STATED GOAL:
Write out exactly the lines from the one containing "Pick out each instance of the red rock" through the last line of the records below, including both.
[START TASK MATERIAL]
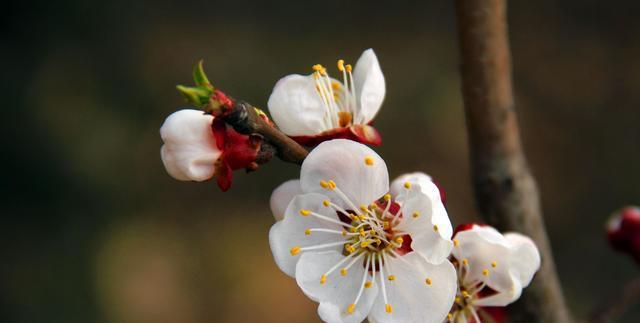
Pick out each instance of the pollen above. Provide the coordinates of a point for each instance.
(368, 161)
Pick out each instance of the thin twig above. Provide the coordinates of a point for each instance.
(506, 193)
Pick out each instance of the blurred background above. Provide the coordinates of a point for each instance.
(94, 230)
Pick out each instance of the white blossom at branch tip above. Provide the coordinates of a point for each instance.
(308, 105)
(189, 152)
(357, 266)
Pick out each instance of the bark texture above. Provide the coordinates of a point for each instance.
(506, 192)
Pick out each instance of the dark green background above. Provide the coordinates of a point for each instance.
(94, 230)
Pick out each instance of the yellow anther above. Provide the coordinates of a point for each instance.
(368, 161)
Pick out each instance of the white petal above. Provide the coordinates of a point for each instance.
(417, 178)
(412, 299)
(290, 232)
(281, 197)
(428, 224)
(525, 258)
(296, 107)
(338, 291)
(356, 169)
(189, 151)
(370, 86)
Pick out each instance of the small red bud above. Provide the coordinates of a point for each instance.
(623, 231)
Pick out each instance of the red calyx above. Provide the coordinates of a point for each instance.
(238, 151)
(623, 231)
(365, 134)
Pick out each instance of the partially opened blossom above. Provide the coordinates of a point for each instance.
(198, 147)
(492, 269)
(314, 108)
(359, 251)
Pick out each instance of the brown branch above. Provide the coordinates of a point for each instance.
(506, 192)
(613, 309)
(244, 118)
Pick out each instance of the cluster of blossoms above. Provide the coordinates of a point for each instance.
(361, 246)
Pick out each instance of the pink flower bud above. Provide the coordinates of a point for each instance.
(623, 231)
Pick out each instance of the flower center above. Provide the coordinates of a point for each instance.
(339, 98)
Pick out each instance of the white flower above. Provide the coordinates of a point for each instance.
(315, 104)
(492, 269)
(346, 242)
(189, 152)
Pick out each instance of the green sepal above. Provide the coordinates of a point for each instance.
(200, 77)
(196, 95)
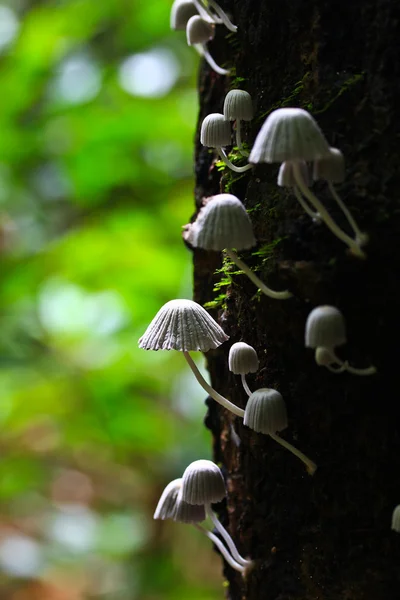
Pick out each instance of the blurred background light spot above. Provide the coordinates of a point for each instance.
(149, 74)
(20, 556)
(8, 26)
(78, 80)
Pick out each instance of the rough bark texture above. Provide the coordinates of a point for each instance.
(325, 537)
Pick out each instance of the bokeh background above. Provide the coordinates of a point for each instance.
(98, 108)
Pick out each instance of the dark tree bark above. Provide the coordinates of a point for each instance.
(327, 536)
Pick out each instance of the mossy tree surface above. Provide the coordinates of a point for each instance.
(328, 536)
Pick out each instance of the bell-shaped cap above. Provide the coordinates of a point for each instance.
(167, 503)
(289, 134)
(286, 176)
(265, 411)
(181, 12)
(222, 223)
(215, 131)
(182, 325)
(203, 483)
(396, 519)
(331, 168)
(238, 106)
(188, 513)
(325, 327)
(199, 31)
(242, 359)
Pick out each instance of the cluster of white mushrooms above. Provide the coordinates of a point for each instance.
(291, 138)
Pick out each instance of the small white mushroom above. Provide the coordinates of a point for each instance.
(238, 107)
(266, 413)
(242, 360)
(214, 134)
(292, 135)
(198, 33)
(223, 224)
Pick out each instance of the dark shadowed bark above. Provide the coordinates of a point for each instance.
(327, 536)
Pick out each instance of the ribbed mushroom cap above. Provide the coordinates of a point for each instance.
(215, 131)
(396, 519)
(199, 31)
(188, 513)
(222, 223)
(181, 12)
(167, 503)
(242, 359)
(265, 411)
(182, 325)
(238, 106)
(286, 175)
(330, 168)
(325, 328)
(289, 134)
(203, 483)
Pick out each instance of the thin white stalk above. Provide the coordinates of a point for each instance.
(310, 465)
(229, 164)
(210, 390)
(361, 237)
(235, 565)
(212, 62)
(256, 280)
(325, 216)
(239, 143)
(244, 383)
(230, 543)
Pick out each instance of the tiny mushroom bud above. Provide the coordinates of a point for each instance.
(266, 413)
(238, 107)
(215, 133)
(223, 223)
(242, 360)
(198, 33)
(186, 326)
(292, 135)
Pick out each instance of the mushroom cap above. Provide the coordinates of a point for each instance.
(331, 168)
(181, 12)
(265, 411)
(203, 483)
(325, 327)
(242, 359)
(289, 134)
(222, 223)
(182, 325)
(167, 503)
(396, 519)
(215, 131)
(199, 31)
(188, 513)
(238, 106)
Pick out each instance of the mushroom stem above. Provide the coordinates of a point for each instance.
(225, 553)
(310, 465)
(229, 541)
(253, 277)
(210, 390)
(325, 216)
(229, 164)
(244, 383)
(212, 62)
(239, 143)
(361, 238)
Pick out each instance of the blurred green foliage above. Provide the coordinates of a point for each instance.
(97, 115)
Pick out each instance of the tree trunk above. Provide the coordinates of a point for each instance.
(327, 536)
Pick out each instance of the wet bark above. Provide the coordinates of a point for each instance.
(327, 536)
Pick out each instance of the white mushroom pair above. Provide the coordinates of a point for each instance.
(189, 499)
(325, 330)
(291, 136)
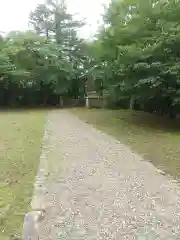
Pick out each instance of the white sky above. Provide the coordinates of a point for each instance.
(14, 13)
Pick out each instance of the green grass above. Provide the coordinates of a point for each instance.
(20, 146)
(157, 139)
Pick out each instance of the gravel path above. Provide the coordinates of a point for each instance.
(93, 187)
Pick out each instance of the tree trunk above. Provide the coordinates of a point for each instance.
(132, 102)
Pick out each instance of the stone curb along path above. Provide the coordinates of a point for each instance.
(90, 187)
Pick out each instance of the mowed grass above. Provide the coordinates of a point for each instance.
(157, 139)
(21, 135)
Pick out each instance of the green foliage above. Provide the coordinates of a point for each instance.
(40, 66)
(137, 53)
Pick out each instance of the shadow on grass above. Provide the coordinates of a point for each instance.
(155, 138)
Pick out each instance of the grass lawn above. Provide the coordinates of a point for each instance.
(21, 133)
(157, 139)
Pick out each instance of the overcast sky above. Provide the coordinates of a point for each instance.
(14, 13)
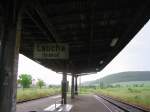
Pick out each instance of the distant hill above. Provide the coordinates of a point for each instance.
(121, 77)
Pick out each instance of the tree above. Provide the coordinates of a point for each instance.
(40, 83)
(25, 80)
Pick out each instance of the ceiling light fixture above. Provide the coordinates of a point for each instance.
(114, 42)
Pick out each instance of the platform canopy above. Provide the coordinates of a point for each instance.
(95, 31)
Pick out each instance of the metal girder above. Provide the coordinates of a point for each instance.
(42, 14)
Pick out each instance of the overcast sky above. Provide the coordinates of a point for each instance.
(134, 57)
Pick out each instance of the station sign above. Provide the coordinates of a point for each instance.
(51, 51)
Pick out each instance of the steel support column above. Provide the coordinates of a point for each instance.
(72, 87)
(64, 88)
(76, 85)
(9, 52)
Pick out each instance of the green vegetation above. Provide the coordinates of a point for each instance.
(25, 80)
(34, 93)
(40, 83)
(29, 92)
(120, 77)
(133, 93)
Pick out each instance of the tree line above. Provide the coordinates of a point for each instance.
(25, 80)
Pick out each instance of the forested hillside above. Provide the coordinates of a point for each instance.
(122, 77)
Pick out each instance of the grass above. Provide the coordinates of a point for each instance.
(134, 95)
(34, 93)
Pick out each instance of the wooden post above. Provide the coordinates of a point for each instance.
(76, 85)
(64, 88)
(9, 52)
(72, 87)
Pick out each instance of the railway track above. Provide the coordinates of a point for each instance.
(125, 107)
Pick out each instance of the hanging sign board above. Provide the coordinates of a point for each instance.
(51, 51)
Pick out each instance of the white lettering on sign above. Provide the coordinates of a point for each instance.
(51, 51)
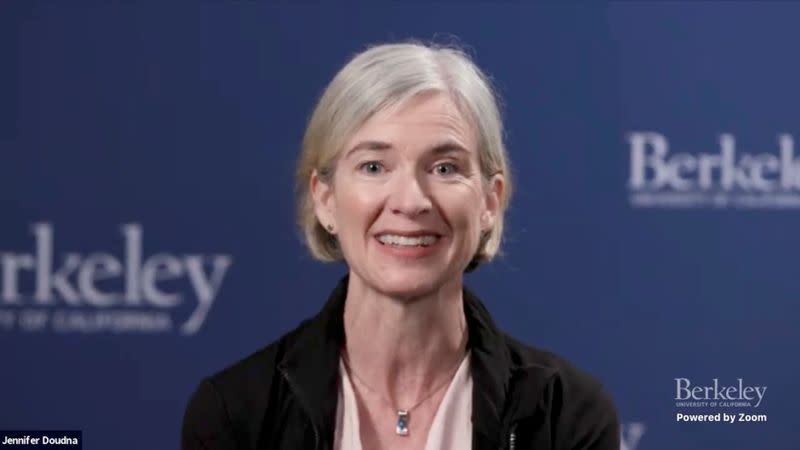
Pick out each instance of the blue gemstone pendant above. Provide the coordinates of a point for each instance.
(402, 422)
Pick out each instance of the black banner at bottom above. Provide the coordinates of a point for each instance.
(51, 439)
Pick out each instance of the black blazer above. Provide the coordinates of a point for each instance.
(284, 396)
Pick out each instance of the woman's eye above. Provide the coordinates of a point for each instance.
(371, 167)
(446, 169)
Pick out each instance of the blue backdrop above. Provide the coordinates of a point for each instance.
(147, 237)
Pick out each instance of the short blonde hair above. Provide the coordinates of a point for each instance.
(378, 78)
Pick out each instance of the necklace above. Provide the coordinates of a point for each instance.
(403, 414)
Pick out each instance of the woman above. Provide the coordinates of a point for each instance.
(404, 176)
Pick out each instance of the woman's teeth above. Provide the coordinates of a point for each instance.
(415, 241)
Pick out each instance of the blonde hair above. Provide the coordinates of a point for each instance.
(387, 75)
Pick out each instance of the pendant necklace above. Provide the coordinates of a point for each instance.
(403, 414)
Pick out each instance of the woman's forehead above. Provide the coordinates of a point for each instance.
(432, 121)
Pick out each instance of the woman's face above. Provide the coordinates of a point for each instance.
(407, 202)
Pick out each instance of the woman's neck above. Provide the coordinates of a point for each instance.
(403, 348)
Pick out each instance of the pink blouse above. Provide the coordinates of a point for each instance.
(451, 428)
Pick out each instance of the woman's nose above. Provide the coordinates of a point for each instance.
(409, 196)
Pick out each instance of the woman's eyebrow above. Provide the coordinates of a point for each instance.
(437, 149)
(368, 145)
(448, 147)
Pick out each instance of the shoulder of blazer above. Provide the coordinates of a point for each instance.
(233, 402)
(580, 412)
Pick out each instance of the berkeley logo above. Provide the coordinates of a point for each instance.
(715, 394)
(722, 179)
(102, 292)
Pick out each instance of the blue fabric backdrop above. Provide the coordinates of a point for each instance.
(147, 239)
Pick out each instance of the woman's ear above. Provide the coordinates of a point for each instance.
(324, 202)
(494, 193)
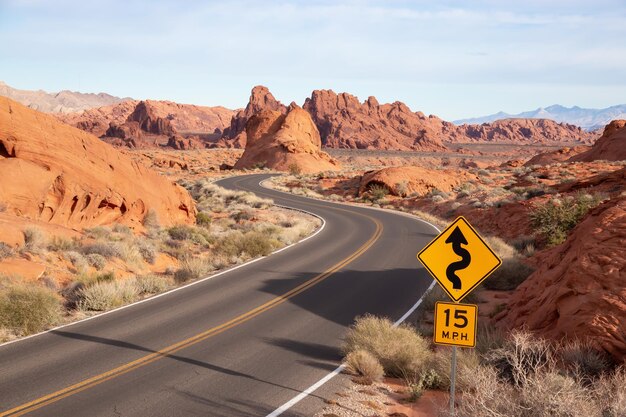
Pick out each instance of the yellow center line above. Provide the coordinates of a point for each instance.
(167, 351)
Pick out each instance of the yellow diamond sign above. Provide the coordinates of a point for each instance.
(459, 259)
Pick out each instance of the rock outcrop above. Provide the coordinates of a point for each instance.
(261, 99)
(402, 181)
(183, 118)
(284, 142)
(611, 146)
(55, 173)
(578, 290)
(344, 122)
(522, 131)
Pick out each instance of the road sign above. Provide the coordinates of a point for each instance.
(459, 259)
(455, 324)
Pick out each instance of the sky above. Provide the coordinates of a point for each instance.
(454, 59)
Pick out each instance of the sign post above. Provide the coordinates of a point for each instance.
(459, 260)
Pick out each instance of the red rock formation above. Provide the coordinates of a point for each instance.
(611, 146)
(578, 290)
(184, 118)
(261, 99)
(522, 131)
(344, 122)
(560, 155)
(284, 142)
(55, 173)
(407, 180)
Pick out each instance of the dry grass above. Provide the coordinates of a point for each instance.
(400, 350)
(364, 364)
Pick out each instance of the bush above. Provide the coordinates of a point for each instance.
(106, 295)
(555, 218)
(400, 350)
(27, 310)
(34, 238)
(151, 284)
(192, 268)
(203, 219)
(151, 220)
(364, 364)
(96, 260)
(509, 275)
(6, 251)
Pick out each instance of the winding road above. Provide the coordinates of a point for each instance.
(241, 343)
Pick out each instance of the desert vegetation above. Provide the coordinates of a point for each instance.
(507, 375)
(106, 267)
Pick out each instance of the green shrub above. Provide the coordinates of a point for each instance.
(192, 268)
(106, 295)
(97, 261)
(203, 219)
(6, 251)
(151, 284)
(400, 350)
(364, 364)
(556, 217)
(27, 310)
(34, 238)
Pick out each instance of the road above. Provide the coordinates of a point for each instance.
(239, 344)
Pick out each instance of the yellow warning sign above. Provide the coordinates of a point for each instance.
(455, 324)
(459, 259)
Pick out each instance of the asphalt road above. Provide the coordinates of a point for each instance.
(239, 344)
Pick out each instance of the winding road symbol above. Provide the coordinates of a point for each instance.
[END TASK MATERIAL]
OUTPUT BELOW:
Pick out each instance of the red rock formation above. Provide the coordinates of a point for each instance.
(611, 146)
(578, 290)
(184, 118)
(261, 99)
(522, 131)
(344, 122)
(560, 155)
(284, 142)
(55, 173)
(407, 180)
Pick out each instance of the dry grass above. Provide the coordinates of a point for each instance.
(400, 350)
(364, 364)
Pick out each instance of the bush above. Provide the coordinates of a point for each instance.
(106, 295)
(555, 218)
(400, 350)
(27, 310)
(34, 238)
(151, 284)
(192, 268)
(203, 219)
(151, 220)
(364, 364)
(96, 260)
(509, 275)
(6, 251)
Pick out each instance of the winding road above. Provide the coordinates of a point for each instance.
(241, 343)
Pick out each instance of the desert vegetation above. Provide the coordinates of a point for each instance.
(507, 375)
(106, 267)
Pick out each instance of the green shrub above. Provide the coordinates of a point for each instance.
(192, 268)
(106, 295)
(97, 261)
(203, 219)
(6, 251)
(151, 284)
(400, 350)
(364, 364)
(556, 217)
(27, 310)
(34, 238)
Pick out each instance of the road above. Provide the coordinates of a point for each instance.
(239, 344)
Pick out each instance of the yellow warning sign above. Provide the coordinates of a point for each instance.
(455, 324)
(459, 259)
Pick out each instance of the asphalt road above. Provide the coordinates of a point for each instance.
(239, 344)
Pick out each instance of the winding road symbol above. Provide the coordinates of a point for each instance.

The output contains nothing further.